**Problem to solve:**
Copy exactly the lines from the "Would you be able to point at the white house" line to the end, both included, and nothing else.

━━━━━ Listed entries

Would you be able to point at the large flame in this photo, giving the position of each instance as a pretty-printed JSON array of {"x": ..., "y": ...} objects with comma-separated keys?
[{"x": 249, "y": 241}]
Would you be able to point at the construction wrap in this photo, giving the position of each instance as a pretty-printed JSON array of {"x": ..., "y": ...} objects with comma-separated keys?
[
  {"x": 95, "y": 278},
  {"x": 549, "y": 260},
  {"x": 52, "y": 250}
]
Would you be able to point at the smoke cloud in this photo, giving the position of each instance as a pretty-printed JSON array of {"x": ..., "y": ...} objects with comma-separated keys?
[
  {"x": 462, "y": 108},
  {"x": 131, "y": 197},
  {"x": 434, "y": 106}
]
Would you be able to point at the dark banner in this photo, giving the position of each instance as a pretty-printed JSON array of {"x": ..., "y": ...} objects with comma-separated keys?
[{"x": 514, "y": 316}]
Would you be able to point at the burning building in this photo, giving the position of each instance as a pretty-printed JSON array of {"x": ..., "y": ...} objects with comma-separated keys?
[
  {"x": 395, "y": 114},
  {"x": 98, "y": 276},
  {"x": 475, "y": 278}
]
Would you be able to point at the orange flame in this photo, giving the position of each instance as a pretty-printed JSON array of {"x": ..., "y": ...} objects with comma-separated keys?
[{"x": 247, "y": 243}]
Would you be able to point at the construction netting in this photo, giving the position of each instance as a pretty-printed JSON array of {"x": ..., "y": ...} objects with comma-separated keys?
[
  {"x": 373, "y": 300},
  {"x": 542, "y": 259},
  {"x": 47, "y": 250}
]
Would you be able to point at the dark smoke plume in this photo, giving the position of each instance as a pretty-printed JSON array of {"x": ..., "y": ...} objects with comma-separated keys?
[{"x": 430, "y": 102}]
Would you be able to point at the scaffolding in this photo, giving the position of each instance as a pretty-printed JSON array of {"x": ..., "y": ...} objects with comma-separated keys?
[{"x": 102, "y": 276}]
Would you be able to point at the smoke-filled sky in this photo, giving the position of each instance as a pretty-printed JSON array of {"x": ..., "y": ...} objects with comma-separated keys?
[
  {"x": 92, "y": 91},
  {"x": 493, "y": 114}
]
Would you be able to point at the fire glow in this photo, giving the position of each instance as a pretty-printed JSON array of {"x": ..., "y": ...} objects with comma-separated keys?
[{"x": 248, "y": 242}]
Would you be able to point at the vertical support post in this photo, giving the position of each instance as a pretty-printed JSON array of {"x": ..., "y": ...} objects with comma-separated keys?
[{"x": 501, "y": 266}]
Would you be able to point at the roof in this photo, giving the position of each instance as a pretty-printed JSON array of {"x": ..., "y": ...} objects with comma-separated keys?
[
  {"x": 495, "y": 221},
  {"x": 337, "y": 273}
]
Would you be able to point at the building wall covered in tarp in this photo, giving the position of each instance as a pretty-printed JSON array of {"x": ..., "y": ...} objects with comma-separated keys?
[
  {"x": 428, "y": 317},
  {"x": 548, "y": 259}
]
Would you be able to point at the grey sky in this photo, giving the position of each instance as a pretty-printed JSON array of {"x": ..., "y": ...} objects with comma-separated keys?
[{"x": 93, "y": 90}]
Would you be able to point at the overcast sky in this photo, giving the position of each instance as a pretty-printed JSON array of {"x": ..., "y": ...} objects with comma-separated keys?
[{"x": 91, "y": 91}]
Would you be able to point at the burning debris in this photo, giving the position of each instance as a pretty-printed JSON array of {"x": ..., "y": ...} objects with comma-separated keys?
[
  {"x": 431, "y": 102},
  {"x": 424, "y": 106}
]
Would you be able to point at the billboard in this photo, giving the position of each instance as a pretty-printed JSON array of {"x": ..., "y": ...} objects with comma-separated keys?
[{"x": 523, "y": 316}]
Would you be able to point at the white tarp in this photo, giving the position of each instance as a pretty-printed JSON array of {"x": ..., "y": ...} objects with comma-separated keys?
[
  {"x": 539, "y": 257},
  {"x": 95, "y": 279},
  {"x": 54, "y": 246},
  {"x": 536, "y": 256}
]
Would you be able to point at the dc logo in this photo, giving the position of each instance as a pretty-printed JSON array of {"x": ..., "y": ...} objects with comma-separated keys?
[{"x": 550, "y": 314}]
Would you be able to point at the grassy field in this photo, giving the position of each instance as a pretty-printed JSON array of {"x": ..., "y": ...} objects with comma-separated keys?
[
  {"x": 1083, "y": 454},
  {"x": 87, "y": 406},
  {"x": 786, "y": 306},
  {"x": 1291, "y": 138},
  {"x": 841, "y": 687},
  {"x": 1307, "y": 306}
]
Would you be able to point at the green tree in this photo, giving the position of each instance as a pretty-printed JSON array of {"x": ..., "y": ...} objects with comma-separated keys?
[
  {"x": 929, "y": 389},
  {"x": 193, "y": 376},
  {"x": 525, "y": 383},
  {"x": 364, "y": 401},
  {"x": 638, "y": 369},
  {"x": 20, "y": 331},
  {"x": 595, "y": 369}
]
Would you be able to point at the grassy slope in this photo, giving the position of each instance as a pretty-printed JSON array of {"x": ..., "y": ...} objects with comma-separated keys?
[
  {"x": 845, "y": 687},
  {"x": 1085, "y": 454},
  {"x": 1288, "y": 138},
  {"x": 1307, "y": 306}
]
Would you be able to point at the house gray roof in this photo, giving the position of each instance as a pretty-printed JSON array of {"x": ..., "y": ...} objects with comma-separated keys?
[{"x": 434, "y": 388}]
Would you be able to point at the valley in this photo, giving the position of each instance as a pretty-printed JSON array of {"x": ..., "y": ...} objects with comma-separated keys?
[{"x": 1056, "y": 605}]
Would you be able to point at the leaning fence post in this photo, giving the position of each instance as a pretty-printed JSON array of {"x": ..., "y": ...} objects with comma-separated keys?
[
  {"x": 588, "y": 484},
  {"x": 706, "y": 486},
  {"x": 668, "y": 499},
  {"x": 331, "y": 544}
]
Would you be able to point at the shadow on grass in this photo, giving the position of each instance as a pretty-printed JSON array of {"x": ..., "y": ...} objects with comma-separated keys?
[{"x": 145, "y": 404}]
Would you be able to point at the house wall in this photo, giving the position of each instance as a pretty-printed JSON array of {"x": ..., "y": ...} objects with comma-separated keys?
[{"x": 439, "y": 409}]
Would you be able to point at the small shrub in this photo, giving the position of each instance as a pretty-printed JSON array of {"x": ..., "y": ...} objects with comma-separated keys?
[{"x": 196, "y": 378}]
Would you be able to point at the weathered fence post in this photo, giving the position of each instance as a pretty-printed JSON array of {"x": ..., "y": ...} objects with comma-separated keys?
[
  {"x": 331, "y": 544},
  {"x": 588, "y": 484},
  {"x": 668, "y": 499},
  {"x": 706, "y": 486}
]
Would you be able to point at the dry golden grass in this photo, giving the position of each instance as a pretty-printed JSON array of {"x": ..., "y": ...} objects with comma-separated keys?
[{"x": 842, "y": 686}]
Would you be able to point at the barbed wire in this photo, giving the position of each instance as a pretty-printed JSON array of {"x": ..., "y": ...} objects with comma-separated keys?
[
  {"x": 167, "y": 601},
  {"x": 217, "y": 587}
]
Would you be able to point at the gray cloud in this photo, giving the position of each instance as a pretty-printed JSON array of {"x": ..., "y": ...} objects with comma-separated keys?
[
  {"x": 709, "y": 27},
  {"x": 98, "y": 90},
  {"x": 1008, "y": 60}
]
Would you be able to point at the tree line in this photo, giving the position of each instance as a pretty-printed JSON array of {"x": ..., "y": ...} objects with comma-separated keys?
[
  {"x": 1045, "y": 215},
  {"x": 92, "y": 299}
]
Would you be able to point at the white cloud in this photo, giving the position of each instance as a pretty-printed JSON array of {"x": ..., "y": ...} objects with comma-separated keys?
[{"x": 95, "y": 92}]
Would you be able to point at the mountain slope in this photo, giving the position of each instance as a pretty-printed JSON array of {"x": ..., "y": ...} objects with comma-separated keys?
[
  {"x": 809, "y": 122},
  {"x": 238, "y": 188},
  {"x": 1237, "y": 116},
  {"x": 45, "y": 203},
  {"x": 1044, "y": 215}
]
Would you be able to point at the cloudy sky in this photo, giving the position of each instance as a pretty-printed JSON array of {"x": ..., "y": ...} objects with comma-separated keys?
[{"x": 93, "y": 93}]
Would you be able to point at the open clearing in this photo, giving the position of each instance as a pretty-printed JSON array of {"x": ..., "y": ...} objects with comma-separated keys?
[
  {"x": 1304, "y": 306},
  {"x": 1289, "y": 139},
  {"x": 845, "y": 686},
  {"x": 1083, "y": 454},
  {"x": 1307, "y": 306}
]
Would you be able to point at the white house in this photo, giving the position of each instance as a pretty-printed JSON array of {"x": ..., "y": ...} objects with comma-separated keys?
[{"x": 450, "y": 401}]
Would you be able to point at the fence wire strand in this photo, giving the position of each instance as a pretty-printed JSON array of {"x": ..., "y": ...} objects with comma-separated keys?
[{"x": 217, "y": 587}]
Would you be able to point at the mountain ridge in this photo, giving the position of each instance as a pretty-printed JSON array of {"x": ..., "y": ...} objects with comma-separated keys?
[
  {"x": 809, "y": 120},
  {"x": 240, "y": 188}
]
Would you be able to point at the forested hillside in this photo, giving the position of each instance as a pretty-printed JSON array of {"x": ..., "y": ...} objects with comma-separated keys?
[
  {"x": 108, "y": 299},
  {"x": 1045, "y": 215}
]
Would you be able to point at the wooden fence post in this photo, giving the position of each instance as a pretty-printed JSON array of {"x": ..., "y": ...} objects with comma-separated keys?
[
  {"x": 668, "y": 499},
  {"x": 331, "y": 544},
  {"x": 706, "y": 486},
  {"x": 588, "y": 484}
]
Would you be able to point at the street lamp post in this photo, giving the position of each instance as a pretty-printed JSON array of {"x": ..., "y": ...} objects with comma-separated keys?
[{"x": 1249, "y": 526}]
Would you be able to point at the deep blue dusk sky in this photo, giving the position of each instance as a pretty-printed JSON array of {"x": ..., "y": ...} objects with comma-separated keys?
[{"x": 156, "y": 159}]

━━━━━━━━━━

**Response to the exercise:**
Would you be able to point at the white house in this photo, giving the position of each instance as a pretty-printed JSON array of {"x": ..., "y": ...} objects with comma-separated keys?
[{"x": 450, "y": 401}]
Would you be able to point at the fence wire strand in this photo, giving the position of each instance as a pretty-printed JSON array of {"x": ..., "y": ...} objects with comma-separated keys?
[{"x": 217, "y": 587}]
Would you be able to point at the mountain ridge in this photo, giving the position of each instance as a pretty-printed JSON array of {"x": ..., "y": ...} objects with comma-separated keys?
[
  {"x": 809, "y": 120},
  {"x": 240, "y": 188}
]
Would you be able to point at the forested hillside in this photo, giving the position of each instance as a pretty-printed JSON array of {"x": ..., "y": ...} objects with comma-separated keys?
[
  {"x": 108, "y": 299},
  {"x": 1045, "y": 215}
]
Would you be able to point at the wooden fence post in this photo, giving the position of each instance as a pretty-printed JSON array of {"x": ..., "y": ...} objects with comma-separated keys?
[
  {"x": 668, "y": 499},
  {"x": 331, "y": 544},
  {"x": 706, "y": 486},
  {"x": 588, "y": 484}
]
Would you be able to point at the street lamp post in this photo, giving the position of each instance as a pretty-printed JSON array of {"x": ..., "y": ...} objects with comma-separated keys?
[{"x": 1249, "y": 526}]
Would you be able to point at the deep blue dusk sky in this photo, giving the position of each instance as a pretty-printed JSON array of {"x": ..., "y": ...} objects with comma-separated keys?
[{"x": 156, "y": 159}]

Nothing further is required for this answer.